Sunday, September 28, 2014

The Generation Gap on the Overland Trail

There was a feeling among women that the conditions on the trail were those which would have been intolerable back home in "civilization".  Each day on the trail seemed to turn women more into hired hands than Christian housewives.

Miriam Davis,, who settled in Kansas with her husband and children in 1855 said "I have cooked so much out in the sun and smoke that I hardly know who I am and when I look into the little looking glass I ask, 'Can this be me?'  Put a blanket over my head I would pass for an Osage squaw." Many women developed rheumatism by exposure to the weather.  In the midst of all this, women tried to hold together fragments of their accustomed life.  They attempted to maintain a circle of female companionship.

Older women journeying west felt the open country left them feeling unprotected and vulnerable.  Younger women had a different perspective...unmarried girls found opportunities to share with young men and boys for a brief period of free companionship.  Young girls sang together by the campfires and played mouth organs, guitars and fiddles.

In the diaries of the younger women you find the willing - sometimes eager - acceptance of the new roles and what woman could do.  Lydia Milner Waters wrote: "I learned to drive on ox team on the Platte River and my driving was admired by an officer and his wife...I heard them laughing at the thought of a woman driving oxen."  She wrote of  climbing hills with the boys "sometimes my feet would slip off the tree limbs and I would be hanging by my arms. You may be sure my skirts were not where they ought to have been...there were many things to laugh about."

*Material for the task*:
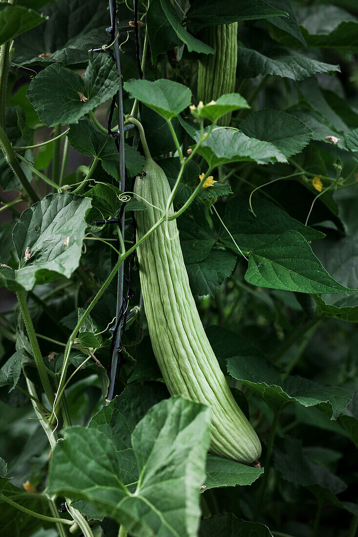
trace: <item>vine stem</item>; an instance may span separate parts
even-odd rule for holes
[[[49,496],[47,497],[48,498],[48,505],[49,505],[50,511],[52,513],[52,514],[54,518],[57,518],[58,511],[56,509],[56,504],[55,503],[55,500],[53,498],[51,498]],[[58,523],[55,523],[56,526],[57,526],[57,531],[59,532],[59,537],[67,537],[67,533],[63,527],[62,524],[60,524]]]
[[[262,504],[262,500],[263,500],[265,492],[266,491],[266,487],[267,486],[267,481],[270,471],[270,462],[271,461],[271,457],[272,455],[272,450],[274,447],[274,441],[275,440],[275,436],[276,435],[276,431],[278,424],[278,419],[280,418],[281,411],[281,409],[275,411],[275,415],[274,416],[274,419],[271,424],[270,436],[269,436],[268,442],[267,442],[266,457],[265,458],[265,463],[263,467],[264,471],[263,473],[263,477],[262,478],[262,481],[261,481],[261,484],[256,498],[255,511],[254,512],[254,522],[256,522],[259,518],[259,515],[260,514],[260,510]]]
[[[21,147],[17,146],[13,146],[12,149],[15,151],[21,151],[25,149],[35,149],[38,147],[42,147],[44,146],[47,146],[48,143],[53,143],[58,138],[62,138],[62,136],[65,136],[67,134],[69,130],[69,127],[66,130],[64,130],[63,133],[61,133],[61,134],[59,134],[56,138],[47,140],[46,142],[41,142],[40,143],[36,143],[34,146],[24,146]]]
[[[59,186],[62,186],[63,184],[63,179],[66,173],[66,168],[67,166],[67,159],[68,158],[68,137],[65,139],[63,144],[63,153],[62,154],[62,162],[61,164],[61,171],[60,172],[60,178],[59,179]]]
[[[22,168],[16,160],[15,154],[10,140],[1,125],[0,125],[0,148],[1,148],[8,164],[21,183],[22,186],[27,194],[30,201],[32,203],[39,201],[40,198],[27,180]]]
[[[52,148],[52,182],[58,185],[60,180],[60,159],[61,153],[61,140],[59,135],[61,134],[62,125],[59,123],[55,127],[55,138]]]
[[[54,400],[53,390],[50,383],[46,366],[45,365],[42,354],[41,354],[41,351],[40,350],[39,343],[35,333],[33,324],[32,324],[28,308],[26,304],[25,294],[22,291],[19,291],[16,293],[16,295],[19,301],[20,310],[24,318],[25,325],[26,327],[26,330],[28,335],[28,338],[30,345],[31,345],[33,357],[35,359],[36,367],[39,372],[42,387],[50,404],[53,404]]]
[[[144,136],[144,130],[143,130],[143,127],[142,127],[142,126],[141,125],[141,124],[139,121],[138,121],[138,120],[137,119],[135,119],[135,118],[130,118],[129,119],[130,119],[130,121],[131,121],[131,122],[134,123],[134,125],[137,125],[137,126],[138,127],[138,129],[139,130],[140,133],[141,133],[142,132],[143,135]],[[205,138],[203,138],[203,139],[205,139]],[[142,145],[143,145],[143,141],[144,141],[145,142],[145,136],[144,138],[144,140],[142,140]],[[198,142],[198,145],[199,144],[199,143],[200,143],[200,142]],[[147,158],[151,158],[151,154],[150,154],[150,153],[149,152],[149,149],[148,149],[147,146],[146,147],[145,147],[146,144],[146,142],[145,143],[145,144],[144,144],[144,150],[145,151],[145,153],[146,152],[146,151],[147,151],[146,155],[148,155],[148,157],[147,157]],[[194,151],[193,150],[193,152],[191,154],[191,155],[190,155],[190,157],[189,157],[188,159],[187,159],[185,161],[184,161],[184,162],[183,163],[183,165],[185,165],[185,163],[187,163],[189,161],[189,160],[190,159],[190,157],[192,157],[192,155],[193,155],[194,153]],[[199,184],[197,186],[196,188],[195,188],[195,190],[194,190],[194,191],[192,192],[192,193],[190,195],[190,198],[187,200],[187,201],[181,207],[181,208],[178,211],[177,211],[176,212],[174,213],[173,215],[171,215],[171,216],[170,216],[169,217],[169,218],[168,218],[169,220],[175,220],[175,219],[177,218],[178,216],[180,216],[180,215],[182,214],[182,213],[183,213],[184,211],[186,210],[186,209],[189,206],[189,205],[191,204],[191,203],[193,201],[193,200],[194,200],[194,198],[195,198],[195,197],[196,196],[197,194],[198,193],[198,192],[199,192],[199,191],[202,188],[202,187],[203,186],[203,184],[204,184],[204,182],[205,181],[205,177],[204,177],[202,179],[202,180],[200,182],[200,183],[199,183]],[[57,412],[57,411],[58,411],[58,408],[59,408],[59,402],[60,402],[60,398],[61,398],[60,397],[59,397],[59,394],[62,393],[62,390],[63,390],[63,386],[64,386],[64,385],[65,384],[65,382],[66,382],[66,373],[67,373],[67,368],[68,367],[68,364],[69,364],[69,362],[70,352],[71,351],[71,349],[72,348],[72,346],[73,346],[73,345],[74,345],[74,344],[75,343],[75,340],[76,339],[77,335],[77,333],[78,333],[78,331],[79,331],[81,327],[82,326],[83,323],[85,322],[85,320],[87,318],[88,315],[90,314],[90,313],[91,313],[91,311],[92,311],[92,310],[93,309],[93,308],[95,307],[95,306],[96,306],[96,303],[97,303],[97,302],[98,301],[98,300],[99,300],[99,299],[101,298],[101,297],[102,296],[102,295],[103,294],[103,293],[105,291],[105,290],[107,288],[107,287],[108,287],[108,286],[110,285],[110,284],[112,281],[112,280],[113,279],[113,278],[115,276],[116,274],[117,273],[117,271],[118,270],[118,268],[119,268],[119,267],[120,266],[120,265],[122,264],[122,263],[123,263],[123,262],[127,258],[127,257],[128,257],[128,256],[130,256],[131,254],[132,253],[132,252],[134,252],[134,250],[137,249],[137,248],[138,247],[138,246],[140,244],[141,244],[151,235],[152,235],[152,234],[153,233],[153,231],[155,229],[156,229],[156,228],[159,226],[160,226],[161,224],[163,222],[164,222],[165,220],[166,220],[166,215],[163,215],[161,217],[161,218],[160,218],[157,221],[157,222],[156,222],[152,226],[152,227],[150,228],[150,229],[148,230],[148,231],[147,231],[147,233],[145,233],[143,235],[143,236],[141,237],[139,239],[139,240],[138,241],[135,243],[135,244],[133,244],[133,245],[132,246],[131,246],[131,248],[129,248],[129,249],[127,250],[126,252],[125,252],[124,253],[121,254],[121,255],[119,256],[118,261],[117,262],[117,263],[114,265],[113,268],[112,268],[112,271],[111,271],[110,274],[107,277],[107,279],[104,281],[104,282],[102,284],[101,288],[97,292],[97,294],[96,294],[96,295],[95,296],[94,298],[93,299],[92,302],[88,306],[88,307],[87,307],[87,309],[86,309],[85,311],[84,311],[84,313],[83,313],[83,314],[82,316],[82,317],[81,317],[81,318],[78,320],[78,322],[77,322],[76,326],[74,329],[74,330],[72,332],[72,333],[70,336],[70,337],[69,337],[68,342],[67,342],[67,344],[66,345],[66,348],[65,351],[65,358],[64,358],[64,359],[63,359],[63,365],[62,365],[62,371],[61,371],[61,378],[60,378],[60,382],[59,382],[59,387],[58,387],[58,389],[57,390],[57,391],[56,391],[56,395],[55,396],[55,400],[54,400],[54,403],[53,403],[53,405],[52,413],[51,416],[50,416],[50,418],[49,418],[49,423],[50,425],[52,425],[53,423],[54,420],[55,419],[57,419],[56,417],[56,412]]]
[[[30,517],[39,518],[40,520],[45,520],[46,522],[52,522],[55,524],[68,524],[69,526],[72,526],[73,524],[73,520],[69,520],[66,518],[54,518],[53,517],[46,517],[46,515],[41,514],[40,513],[35,513],[34,511],[31,511],[31,509],[27,509],[27,507],[23,507],[20,504],[13,502],[10,498],[8,498],[7,496],[3,494],[2,492],[0,494],[0,498],[1,498],[2,500],[8,503],[9,505],[14,507],[16,509],[22,511],[23,513],[25,513],[26,514],[29,514]]]
[[[57,438],[56,436],[56,431],[53,431],[51,430],[49,422],[46,418],[44,416],[40,408],[38,405],[36,401],[35,400],[38,399],[37,396],[37,394],[36,393],[36,389],[33,384],[33,383],[30,380],[27,378],[26,378],[26,384],[27,385],[27,389],[28,390],[29,393],[32,396],[32,398],[31,399],[31,402],[32,403],[32,406],[33,409],[35,411],[41,425],[45,431],[46,436],[48,439],[49,445],[51,446],[51,449],[53,451],[55,446],[56,446]],[[69,505],[70,503],[70,500],[69,498],[66,498],[66,500],[68,505],[68,509],[71,515],[74,520],[77,522],[78,525],[80,526],[81,529],[82,530],[83,535],[85,537],[94,537],[94,534],[92,533],[91,528],[90,528],[87,520],[81,514],[81,513],[75,509],[74,507],[71,507]],[[71,523],[72,525],[72,523]]]
[[[3,129],[5,129],[5,105],[10,64],[10,41],[6,41],[0,48],[0,127],[2,127]]]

*To-do list*:
A. Summarize the passage on the generation gap on the Overland Trail in two sentences.
B. Identify every line of the rows that contains the word "instance".

*Results*:
A. Women felt that trail conditions would have been intolerable back home and that each day turned them more into hired hands than Christian housewives. Older women felt unprotected and vulnerable in the open country, while younger women found free companionship and, as their diaries show, accepted new roles such as driving oxen.

B.
trace: <item>vine stem</item>; an instance may span separate parts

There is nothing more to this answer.